Some rows ::
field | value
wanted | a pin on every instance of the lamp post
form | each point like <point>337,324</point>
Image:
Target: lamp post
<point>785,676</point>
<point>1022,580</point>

---

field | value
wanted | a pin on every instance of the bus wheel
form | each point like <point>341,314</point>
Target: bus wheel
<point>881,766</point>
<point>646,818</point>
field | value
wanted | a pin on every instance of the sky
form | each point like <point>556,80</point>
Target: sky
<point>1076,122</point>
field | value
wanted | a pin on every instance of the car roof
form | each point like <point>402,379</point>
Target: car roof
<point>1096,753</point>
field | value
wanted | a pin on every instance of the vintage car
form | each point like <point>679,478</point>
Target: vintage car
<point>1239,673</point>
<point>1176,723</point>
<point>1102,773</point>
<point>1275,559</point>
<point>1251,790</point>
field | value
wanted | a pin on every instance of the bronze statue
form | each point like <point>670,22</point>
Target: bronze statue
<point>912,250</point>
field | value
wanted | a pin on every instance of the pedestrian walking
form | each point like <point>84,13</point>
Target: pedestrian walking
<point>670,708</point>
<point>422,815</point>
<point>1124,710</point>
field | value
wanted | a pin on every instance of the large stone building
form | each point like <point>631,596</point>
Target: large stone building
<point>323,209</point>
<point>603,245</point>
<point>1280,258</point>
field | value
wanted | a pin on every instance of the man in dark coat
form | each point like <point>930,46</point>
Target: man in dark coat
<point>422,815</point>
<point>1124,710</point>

Task statement ::
Count the lines in the rows above that contain the string "like". Reply with only that number.

Written answer ::
9